After locating the line that contains "In the photo above, where can the reflective" in the data below, set down exactly that line and each one after it through the line that contains "In the photo above, where can the man standing", and nothing more.

■ ■ ■ ■ ■

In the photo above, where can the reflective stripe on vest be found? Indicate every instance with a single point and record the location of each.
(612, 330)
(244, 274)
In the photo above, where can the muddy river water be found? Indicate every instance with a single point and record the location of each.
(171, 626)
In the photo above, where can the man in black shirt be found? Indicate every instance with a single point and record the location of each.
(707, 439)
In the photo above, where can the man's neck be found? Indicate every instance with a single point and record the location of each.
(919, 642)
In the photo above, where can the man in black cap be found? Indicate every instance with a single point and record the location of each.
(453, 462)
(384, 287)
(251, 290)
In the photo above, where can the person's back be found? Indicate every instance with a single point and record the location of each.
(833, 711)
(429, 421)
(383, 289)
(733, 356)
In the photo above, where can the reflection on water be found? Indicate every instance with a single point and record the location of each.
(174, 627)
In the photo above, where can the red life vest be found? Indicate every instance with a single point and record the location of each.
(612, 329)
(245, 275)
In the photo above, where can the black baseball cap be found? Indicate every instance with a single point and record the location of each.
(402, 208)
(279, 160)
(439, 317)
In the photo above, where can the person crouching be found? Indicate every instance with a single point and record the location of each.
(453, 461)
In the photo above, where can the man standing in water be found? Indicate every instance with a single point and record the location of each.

■ ■ ■ ■ ■

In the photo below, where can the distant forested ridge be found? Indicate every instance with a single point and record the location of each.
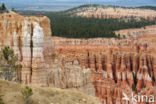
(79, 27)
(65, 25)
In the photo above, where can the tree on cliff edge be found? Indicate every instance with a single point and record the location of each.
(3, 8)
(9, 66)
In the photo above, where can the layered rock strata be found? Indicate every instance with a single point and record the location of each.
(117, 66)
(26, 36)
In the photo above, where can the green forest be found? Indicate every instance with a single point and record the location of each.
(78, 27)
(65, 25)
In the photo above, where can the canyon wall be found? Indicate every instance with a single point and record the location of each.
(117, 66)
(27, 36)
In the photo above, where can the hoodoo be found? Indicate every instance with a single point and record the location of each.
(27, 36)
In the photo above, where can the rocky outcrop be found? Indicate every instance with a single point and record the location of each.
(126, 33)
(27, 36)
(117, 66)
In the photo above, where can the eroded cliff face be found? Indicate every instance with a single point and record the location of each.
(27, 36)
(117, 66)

■ ■ ■ ■ ■

**Written solution**
In the photo above, where can the reflective stripe on vest be found? Indicate every instance with a single point and record the location of each.
(612, 330)
(244, 274)
In the photo above, where can the muddy river water be found? Indicate every instance with a single point and record the location of each.
(171, 626)
In the photo above, where can the man in black shirt be found? Indicate every instance with a single point and record the location of each.
(707, 439)
In the photo above, where can the man's neck be found? Indicate every instance with a single point and record the location of each.
(919, 642)
In the photo above, where can the man in black cap be found? Indicate every instance with a single point and record the location of each.
(453, 462)
(384, 287)
(251, 290)
In the photo above, where can the person's back be found? Indicate every instance with a single point and record the location of each.
(833, 711)
(429, 421)
(383, 289)
(733, 356)
In the photo above, where can the reflection on water be found? Indicate every instance with a single point and record the location of each.
(174, 627)
In the photo above, where can the red life vest be found? Indicate every instance with a single point and record the location of each.
(612, 329)
(245, 275)
In the photo above, where can the black baseball cap be found? Indicate every instance with a single point and record the location of each.
(402, 208)
(279, 160)
(439, 317)
In the photo above, where can the person crouching be found? Indicate every instance with a single point and record the location of each.
(453, 461)
In the photo above, where can the man standing in water be found? Indicate every instance with a single point and record the location of each.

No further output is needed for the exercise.